┌─ Source data

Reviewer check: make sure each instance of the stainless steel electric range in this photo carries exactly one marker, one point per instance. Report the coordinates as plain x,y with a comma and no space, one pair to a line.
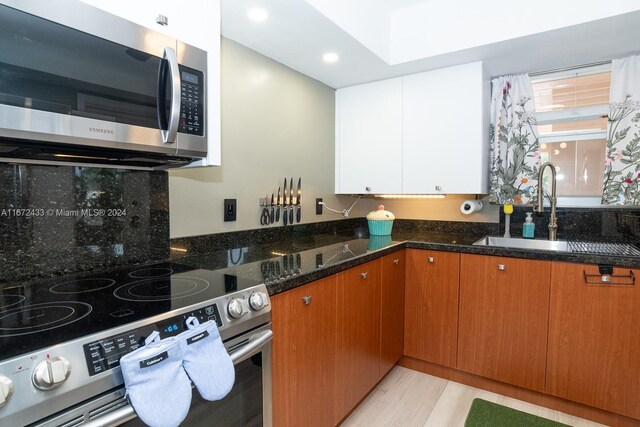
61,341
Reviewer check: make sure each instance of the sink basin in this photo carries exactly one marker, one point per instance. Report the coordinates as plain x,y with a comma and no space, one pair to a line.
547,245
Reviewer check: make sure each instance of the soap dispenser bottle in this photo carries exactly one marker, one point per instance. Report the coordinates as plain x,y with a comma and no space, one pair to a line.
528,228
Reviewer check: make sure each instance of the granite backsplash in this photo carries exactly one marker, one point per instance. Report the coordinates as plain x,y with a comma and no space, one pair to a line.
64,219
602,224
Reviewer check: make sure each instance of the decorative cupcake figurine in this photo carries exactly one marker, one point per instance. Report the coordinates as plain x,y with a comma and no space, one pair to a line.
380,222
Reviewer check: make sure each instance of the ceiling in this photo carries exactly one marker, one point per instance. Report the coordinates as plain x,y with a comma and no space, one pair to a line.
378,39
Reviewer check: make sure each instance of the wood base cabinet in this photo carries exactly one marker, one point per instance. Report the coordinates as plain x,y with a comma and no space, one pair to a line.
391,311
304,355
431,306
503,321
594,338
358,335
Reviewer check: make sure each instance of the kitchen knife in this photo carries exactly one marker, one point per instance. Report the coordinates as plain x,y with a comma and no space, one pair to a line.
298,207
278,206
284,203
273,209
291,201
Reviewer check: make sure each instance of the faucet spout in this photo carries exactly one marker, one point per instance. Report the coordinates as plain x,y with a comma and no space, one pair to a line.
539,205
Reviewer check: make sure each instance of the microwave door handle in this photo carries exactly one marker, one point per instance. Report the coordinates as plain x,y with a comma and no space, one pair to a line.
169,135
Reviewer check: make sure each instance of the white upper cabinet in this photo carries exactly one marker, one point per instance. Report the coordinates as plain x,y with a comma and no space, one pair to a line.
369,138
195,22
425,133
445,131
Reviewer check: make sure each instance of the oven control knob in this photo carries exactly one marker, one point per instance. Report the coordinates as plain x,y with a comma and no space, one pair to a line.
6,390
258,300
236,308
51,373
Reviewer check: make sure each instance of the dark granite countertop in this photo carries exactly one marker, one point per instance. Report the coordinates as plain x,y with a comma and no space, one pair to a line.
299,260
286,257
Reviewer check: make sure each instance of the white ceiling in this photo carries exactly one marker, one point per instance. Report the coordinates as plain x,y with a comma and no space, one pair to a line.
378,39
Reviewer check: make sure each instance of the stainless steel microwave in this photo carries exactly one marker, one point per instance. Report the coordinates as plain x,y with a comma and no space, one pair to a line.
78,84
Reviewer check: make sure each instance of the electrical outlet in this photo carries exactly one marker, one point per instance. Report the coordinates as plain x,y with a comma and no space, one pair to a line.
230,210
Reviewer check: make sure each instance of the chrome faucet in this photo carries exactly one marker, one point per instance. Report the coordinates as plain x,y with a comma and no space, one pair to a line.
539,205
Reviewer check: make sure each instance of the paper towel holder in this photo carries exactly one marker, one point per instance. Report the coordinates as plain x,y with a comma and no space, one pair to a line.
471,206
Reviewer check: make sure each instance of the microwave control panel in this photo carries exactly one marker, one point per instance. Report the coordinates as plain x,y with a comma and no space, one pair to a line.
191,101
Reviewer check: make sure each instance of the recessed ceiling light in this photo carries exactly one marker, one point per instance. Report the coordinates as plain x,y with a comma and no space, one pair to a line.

└─

### Task requirements
Transcribe the records above exactly, skipping pictures.

### Task answer
Reviewer check: make sure each instance of the stainless steel electric range in this photo carries exactly one marker, one point per instance. Report the coordinates as plain x,y with a comma and no space, one pair to a line.
61,341
Reviewer check: make sure each instance of the sink basin in this photo carries exactly one marker, one point per instance. Report the coordinates as plain x,y with a comma and no space, one pair to a line.
547,245
Reviewer check: make sure each instance of the soap dispenser bottle in this photo carries exactly one marker, one point per instance. Report the coordinates as plain x,y with a comma and no space, one pair to a line.
528,228
Reviewer check: make sure each instance of the granite backsplash in this photo carries exactly one marker, one point per instance. Report the coordinates as plain x,y with a comma and no space, one pair to a line.
64,219
602,224
Reviewer check: make sure each instance of the decorative cupcake figurine in this photo carries exactly one marker, one point per instance. Report the coordinates as plain x,y with a comma and no space, one pair to a line.
380,222
Reviewer check: make sure each instance of the ceiling in this photo carries exactly one marker, one point per instance. Report the coordinates as plain x,y with a comma and no space, one pair to a line.
378,39
Reviewer check: make sure each instance of the wood base cabinet in this photo carries exactly one marker, one point per instance. Report the coordinates as plain x,y with a comma and no space, one pair to a line.
391,311
304,355
431,306
503,321
594,338
358,335
Reviewer check: make sure each instance of the kitchen knife in this photo carries exactly one marker, one point per instance. Report the coordinates as plain x,y with a comma and no space, one pair to a line.
298,207
278,206
284,203
273,209
291,201
Reviewer check: make sure each instance of the faucet spout in this photo carries exactly one marker, one point per instance. Report the coordinates as plain x,y with a comma and no space, one pair to a line.
539,205
Reviewer check: make sure each instance of the microwave door handle in this photo carries exactly one marker, one point per instance. Report the coordinates as plain x,y with a comma and no space, one pair to a line.
169,135
Reviewer check: make sure each instance of the white upper cabinet in this photo carries exactly one marker, one point per instance. Report the coordinates as plain x,y with a comma and no space, one pair to a line.
369,138
195,22
425,133
445,131
Reviewer check: make sure each instance of the oven control knob in this photo carries exactly one marker, one point per instance. Report the coordinates as plain x,y with a comma and no space, one pair to a line.
6,390
258,300
236,308
51,373
Reviewer check: make sure each instance of the dark granite countertop in this photo carries exactly one marker, one point per instance. Report the coordinates as plain x,y with a comma and no space, one pair to a line.
299,260
286,257
Reviewer check: make sure each instance of the white ceiling in this photo carries exactly one marker, one point per instance. Report the coordinates as plain x,y with a comma and no space, one pair to a line.
378,39
Reviewer check: make sure each instance of the stainless steel microwave in this photo carries exactly one marker, one point per instance. Report the coordinates as plain x,y with a comma and no space, one pair to a line.
78,84
Reviewer check: make sure each instance of the electrical outlet in this photo carries exactly one marker, one point per instance. Report the coordinates as plain x,y with a comma and no space, one pair to a line.
230,210
Reviewer check: make sure each instance of the chrome faucet in this photo carries exactly one marker, one point per instance. Report the coordinates as plain x,y with a comma and no space, one pair to a line.
539,205
Reviewer check: make sure each instance of the paper towel holder in this photo carries exactly one marker, one point per instance. Report the coordinates as plain x,y with a comma and no space, one pair to a line.
471,206
Reviewer check: make sure each instance of the microwave control panel in this photo carries exactly one marker, one point per instance. Report the coordinates as plain x,y with a comma and no space, one pair to a line.
191,101
Reviewer check: make sure each instance of the recessed ceiling light in this photo carries exactly one marker, one point per instance. Report the coordinates as plain x,y with a comma and no space, one pair to a line.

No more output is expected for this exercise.